[Image entries on named regions]
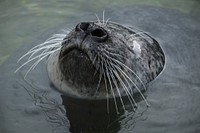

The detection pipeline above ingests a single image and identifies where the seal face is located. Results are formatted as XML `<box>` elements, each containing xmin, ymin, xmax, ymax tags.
<box><xmin>47</xmin><ymin>21</ymin><xmax>165</xmax><ymax>99</ymax></box>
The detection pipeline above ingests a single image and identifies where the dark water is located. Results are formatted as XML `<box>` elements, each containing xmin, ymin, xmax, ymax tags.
<box><xmin>0</xmin><ymin>5</ymin><xmax>200</xmax><ymax>133</ymax></box>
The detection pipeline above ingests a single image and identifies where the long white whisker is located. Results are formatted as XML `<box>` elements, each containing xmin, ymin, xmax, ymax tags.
<box><xmin>24</xmin><ymin>54</ymin><xmax>48</xmax><ymax>78</ymax></box>
<box><xmin>101</xmin><ymin>54</ymin><xmax>110</xmax><ymax>114</ymax></box>
<box><xmin>15</xmin><ymin>48</ymin><xmax>60</xmax><ymax>73</ymax></box>
<box><xmin>106</xmin><ymin>55</ymin><xmax>147</xmax><ymax>90</ymax></box>
<box><xmin>111</xmin><ymin>63</ymin><xmax>137</xmax><ymax>111</ymax></box>
<box><xmin>111</xmin><ymin>62</ymin><xmax>149</xmax><ymax>106</ymax></box>
<box><xmin>103</xmin><ymin>56</ymin><xmax>119</xmax><ymax>114</ymax></box>
<box><xmin>95</xmin><ymin>13</ymin><xmax>101</xmax><ymax>24</ymax></box>
<box><xmin>105</xmin><ymin>18</ymin><xmax>110</xmax><ymax>25</ymax></box>
<box><xmin>103</xmin><ymin>10</ymin><xmax>105</xmax><ymax>25</ymax></box>
<box><xmin>106</xmin><ymin>61</ymin><xmax>126</xmax><ymax>111</ymax></box>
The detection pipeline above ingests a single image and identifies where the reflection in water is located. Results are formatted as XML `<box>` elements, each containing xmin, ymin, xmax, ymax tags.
<box><xmin>20</xmin><ymin>75</ymin><xmax>146</xmax><ymax>133</ymax></box>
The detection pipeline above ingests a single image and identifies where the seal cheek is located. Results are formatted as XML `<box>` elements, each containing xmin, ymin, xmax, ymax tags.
<box><xmin>132</xmin><ymin>40</ymin><xmax>142</xmax><ymax>58</ymax></box>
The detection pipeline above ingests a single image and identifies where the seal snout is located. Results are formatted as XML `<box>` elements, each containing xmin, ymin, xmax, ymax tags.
<box><xmin>75</xmin><ymin>22</ymin><xmax>108</xmax><ymax>42</ymax></box>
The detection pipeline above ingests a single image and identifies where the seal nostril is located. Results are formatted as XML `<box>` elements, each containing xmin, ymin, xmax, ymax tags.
<box><xmin>76</xmin><ymin>22</ymin><xmax>90</xmax><ymax>31</ymax></box>
<box><xmin>91</xmin><ymin>29</ymin><xmax>107</xmax><ymax>38</ymax></box>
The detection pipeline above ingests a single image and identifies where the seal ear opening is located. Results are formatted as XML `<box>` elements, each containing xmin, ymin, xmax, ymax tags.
<box><xmin>91</xmin><ymin>28</ymin><xmax>108</xmax><ymax>42</ymax></box>
<box><xmin>76</xmin><ymin>22</ymin><xmax>90</xmax><ymax>31</ymax></box>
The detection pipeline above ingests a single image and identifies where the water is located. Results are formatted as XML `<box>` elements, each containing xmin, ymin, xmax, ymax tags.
<box><xmin>0</xmin><ymin>0</ymin><xmax>200</xmax><ymax>133</ymax></box>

▶ [YOUR TASK] Could you rename "detection pipeline" to "localization service" in the lines starting with the line that contains "where the water" and going on through the end of the records, returning only those lines with nothing else changed?

▶ [SOLUTION TO THIS EXERCISE]
The localization service above ingests a single image and identifies where the water is located. Results are formatted as XML `<box>` elements, each containing xmin, ymin, xmax, ymax tags.
<box><xmin>0</xmin><ymin>0</ymin><xmax>200</xmax><ymax>133</ymax></box>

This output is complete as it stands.